▶ _SET TASK_:
Please rewrite all of the records below as a numbered list, leaving out any blank lines.

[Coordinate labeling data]

* * * * * * * * *

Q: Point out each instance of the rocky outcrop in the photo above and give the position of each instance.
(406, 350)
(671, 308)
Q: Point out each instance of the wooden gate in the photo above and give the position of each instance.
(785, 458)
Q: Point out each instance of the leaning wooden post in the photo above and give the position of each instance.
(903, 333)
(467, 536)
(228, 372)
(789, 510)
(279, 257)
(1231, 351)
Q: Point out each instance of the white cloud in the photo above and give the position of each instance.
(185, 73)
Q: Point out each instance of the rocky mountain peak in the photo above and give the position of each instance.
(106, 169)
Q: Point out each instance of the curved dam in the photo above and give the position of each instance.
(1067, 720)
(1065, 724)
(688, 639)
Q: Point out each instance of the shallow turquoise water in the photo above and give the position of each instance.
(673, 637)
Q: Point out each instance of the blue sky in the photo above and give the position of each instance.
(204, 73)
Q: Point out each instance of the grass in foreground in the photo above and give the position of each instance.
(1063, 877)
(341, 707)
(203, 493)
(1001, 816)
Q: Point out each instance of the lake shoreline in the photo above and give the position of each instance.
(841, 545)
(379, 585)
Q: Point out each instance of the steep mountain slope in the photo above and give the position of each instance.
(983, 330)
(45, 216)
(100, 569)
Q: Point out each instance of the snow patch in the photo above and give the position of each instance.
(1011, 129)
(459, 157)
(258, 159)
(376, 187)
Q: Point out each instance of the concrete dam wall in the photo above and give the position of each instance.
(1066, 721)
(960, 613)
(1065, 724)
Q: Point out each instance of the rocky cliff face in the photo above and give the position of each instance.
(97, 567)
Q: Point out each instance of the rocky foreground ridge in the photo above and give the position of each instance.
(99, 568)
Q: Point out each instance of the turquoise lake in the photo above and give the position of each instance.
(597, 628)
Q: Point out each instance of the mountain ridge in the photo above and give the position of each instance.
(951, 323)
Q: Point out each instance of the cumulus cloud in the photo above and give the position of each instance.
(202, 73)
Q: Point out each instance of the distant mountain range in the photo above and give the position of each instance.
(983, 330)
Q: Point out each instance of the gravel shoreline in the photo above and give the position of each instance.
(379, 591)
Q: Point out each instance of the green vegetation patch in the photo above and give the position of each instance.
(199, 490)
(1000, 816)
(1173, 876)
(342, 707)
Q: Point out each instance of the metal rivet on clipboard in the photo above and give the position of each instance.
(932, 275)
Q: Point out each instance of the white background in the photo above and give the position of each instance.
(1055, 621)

* * * * * * * * *

▶ _IN RESPONSE_:
1. Q: Point out each instance of the rocky outcrop in the photo above and give the position of each instance.
2. (406, 350)
3. (671, 308)
4. Q: Point out each instance of the wooden gate in the photo above and give the position of each instance.
5. (785, 458)
6. Q: Point out each instance of the leaning wooden post in the photo above and give the position of each instance.
7. (903, 333)
8. (467, 536)
9. (228, 372)
10. (789, 510)
11. (279, 257)
12. (1231, 351)
13. Q: Point out each instance of the white cloud in the photo above and give the position of each instance.
14. (185, 73)
15. Q: Point out each instance of the rocky mountain peak in the photo above and give the position of each instance.
16. (106, 169)
17. Q: Point out each instance of the curved dam in the photo above and give the position of each instance.
18. (1067, 720)
19. (1065, 724)
20. (688, 639)
21. Q: Point out each instance of the shallow turquoise water in the photo above and give the position of each instance.
22. (673, 637)
23. Q: Point out each instance of the blue sky in the photo above and give the position of each instance.
24. (204, 73)
25. Q: Point out each instance of the grass in foreground in the photo above and give the position of each instance.
26. (1063, 877)
27. (341, 707)
28. (203, 493)
29. (1001, 816)
30. Q: Point out each instance of the lake shoreline in the photo above and give the position of each instance.
31. (841, 545)
32. (379, 585)
33. Q: Point out each instance of the steep mountain slope in the photo above and give the position of each instance.
34. (983, 330)
35. (45, 216)
36. (100, 569)
37. Q: Point out each instance of the snow patch in the photo above and give the position of each instance.
38. (1011, 129)
39. (459, 157)
40. (258, 159)
41. (376, 187)
42. Q: Point out each instance of the concrete dam wall in the photo above and give the position of each instance.
43. (1066, 721)
44. (960, 613)
45. (1065, 724)
46. Q: Point out each instance of the rocky cliff face in the photo above and give the position of each instance.
47. (97, 567)
48. Q: Point out each instance of the rocky foreground ridge in the photo above and give the position of each instance.
49. (99, 568)
50. Q: Point out each instance of the turquoise lake in the photo above and give the position of each instance.
51. (597, 628)
52. Q: Point out each instance of the mountain ridge in the photo above and give the position of each instance.
53. (951, 323)
54. Q: Point out each instance of the cumulus cloud in the photo above and give the position of each instance.
55. (202, 73)
56. Q: Point out each instance of the distant mountain range in the photo above and give the position of each instance.
57. (983, 330)
58. Q: Point out each instance of the gravel shoreline in the photo above and give the position of each instance.
59. (379, 591)
60. Q: Point out each instance of the green vegetation patch in the photo above and give the position of each instance.
61. (199, 490)
62. (1000, 816)
63. (1173, 876)
64. (342, 707)
65. Q: Point out each instance of the metal rivet on clipboard in the photo above and give the position of each instance.
66. (932, 275)
67. Q: Point out each instance of the white background in the photo above and give the position of each instance.
68. (1055, 621)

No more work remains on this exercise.